Problem statement> Copy all of the data below word for word, keeping every line as it appears.

Material for the task>
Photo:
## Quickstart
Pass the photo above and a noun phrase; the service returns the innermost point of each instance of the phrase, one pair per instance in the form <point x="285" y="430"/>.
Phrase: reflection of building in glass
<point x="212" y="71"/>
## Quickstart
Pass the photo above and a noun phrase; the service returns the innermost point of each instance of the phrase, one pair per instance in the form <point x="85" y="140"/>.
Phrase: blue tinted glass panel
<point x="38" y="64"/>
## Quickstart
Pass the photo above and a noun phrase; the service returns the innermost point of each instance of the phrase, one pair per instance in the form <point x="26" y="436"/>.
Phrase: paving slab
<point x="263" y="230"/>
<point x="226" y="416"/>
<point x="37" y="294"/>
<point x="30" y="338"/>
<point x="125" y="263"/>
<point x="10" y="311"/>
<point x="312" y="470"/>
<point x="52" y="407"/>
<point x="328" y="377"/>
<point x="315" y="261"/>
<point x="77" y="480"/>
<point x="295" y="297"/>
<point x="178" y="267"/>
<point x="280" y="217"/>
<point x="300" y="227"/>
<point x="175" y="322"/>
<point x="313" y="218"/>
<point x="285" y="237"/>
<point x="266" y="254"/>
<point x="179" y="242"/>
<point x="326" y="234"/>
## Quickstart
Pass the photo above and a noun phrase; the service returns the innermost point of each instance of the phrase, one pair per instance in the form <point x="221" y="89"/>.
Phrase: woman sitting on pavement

The response>
Photo:
## Quickstart
Pass the photo above and a noun phrase; the service returns the innermost point of each instance of the phrase, one pair per instance in the form <point x="285" y="430"/>.
Phrase: reflection of building in glass
<point x="212" y="71"/>
## Quickstart
Pass the photo above and a noun phrase; the service returns the innermost point of each instance of the phrase, one pair per instance in the form <point x="85" y="140"/>.
Phrase: blue tinted glass panel
<point x="38" y="64"/>
## Quickstart
Pass the photo above and a noun phrase; the service returns the innermost point of each instance of the phrase, one pair per instance in the form <point x="26" y="436"/>.
Phrase: paving slab
<point x="263" y="230"/>
<point x="226" y="416"/>
<point x="37" y="294"/>
<point x="30" y="338"/>
<point x="125" y="263"/>
<point x="10" y="311"/>
<point x="312" y="470"/>
<point x="52" y="407"/>
<point x="328" y="377"/>
<point x="315" y="261"/>
<point x="77" y="480"/>
<point x="295" y="297"/>
<point x="178" y="267"/>
<point x="280" y="217"/>
<point x="300" y="227"/>
<point x="175" y="322"/>
<point x="313" y="218"/>
<point x="285" y="237"/>
<point x="266" y="254"/>
<point x="179" y="242"/>
<point x="326" y="234"/>
## Quickstart
Pass the photo above and a noun phrase; the service returns the innermost point of each instance of the phrase, one pair per instance in the form <point x="221" y="89"/>.
Phrase: woman sitting on pavement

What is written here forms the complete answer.